__DOCUMENT SECTION__:
○ ○ ○ ○ ○ ○ ○
Spousal Social Security Rules [2022]
For many working couples, both partners will be eligible to collect individual benefits. However, that does not preclude either person from collecting under the other person’s account. When you apply for benefits, both accounts will be checked to determine which claim will result in a higher benefit amount.
If your own benefit is larger, you will automatically receive that amount. If your spousal benefit is larger, you will receive a combination of benefits that total that amount.
While you can apply for spousal benefits as early as age 62, your benefit will be permanently reduced from what you would receive at your full or “normal” retirement age. Full retirement age, for Social Security purposes, is between 66 and 67, depending on your year of birth.
One exception: If you are caring for your spouse’s child who is under age 16 or who receives Social Security disability benefits, you can collect spousal benefits at any age without a reduction.
In addition, if you decide to claim before full retirement age, your benefit amount may be reduced if you continue working, depending on how much you earn. Eligibility for government, foreign, or public service pensions may also affect your payments.
If you wait until full retirement age to claim benefits, you’ll receive the maximum amount you can collect as a spouse. That is equal to 50% of your spouse’s benefit amount.
The benefits claiming strategy known as “file and suspend” has been totally eliminated.
Changes to Social Security Law
Some changes to the law in recent years have affected how you can collect spousal benefits. If you were born on or before Jan. 1, 1954, you may still be eligible to use a benefits-claiming strategy known as a “restricted application” to increase your benefits.
Younger recipients won’t be able to use this strategy, which was ended by the Bipartisan Budget Act of 2015.
How the Restricted Application Strategy Works for Eligible Spouses
If you reach full retirement age and are eligible for your own benefits as well as spousal benefits, you may choose to collect benefits under your spouse’s account now and defer your own benefits until later. To file a restricted application, both you and your spouse must be of full retirement age, and you both must have filed for Social Security benefits.
○ ○ ○ ○ ○ ○ ○
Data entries
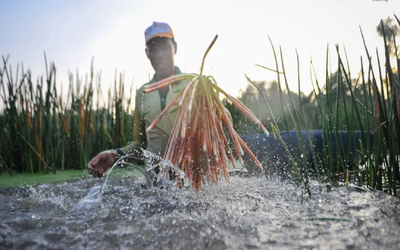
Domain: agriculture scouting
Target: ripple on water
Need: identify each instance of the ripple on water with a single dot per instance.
(245, 213)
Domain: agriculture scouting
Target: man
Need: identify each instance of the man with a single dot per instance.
(161, 48)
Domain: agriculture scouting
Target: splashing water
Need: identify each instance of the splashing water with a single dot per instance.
(250, 212)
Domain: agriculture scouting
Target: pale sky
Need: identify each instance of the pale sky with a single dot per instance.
(71, 32)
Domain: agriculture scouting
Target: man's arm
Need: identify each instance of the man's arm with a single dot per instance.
(139, 130)
(104, 160)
○ ○ ○ ○ ○ ○ ○
Answer these questions from the text on spousal Social Security rules:
(a) What age range does it give for full retirement age?
(b) What is the maximum spousal benefit for someone who waits until full retirement age to claim?
(c) Which law ended the restricted application strategy for younger recipients?

__WRITTEN ANSWER__:
(a) Between 66 and 67, depending on year of birth.
(b) 50% of the spouse's benefit amount.
(c) The Bipartisan Budget Act of 2015.